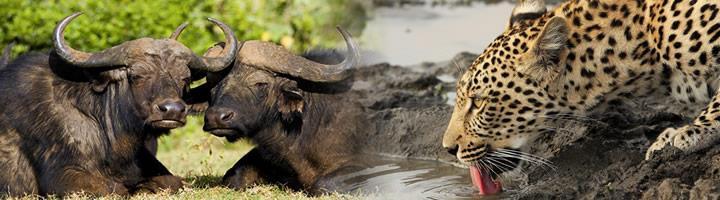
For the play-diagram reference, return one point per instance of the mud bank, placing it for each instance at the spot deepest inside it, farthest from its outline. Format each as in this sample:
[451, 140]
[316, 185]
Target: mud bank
[603, 159]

------------

- _Exercise requirements_
Repeat the listing word for word, but without its pictures.

- _Result_
For the play-diagram reference, return one point per instance of the mud bank, placing it for each instance at the spot deepest inside it, farthest from its outline. Format each as in this sample:
[451, 140]
[316, 185]
Target: mud bank
[603, 159]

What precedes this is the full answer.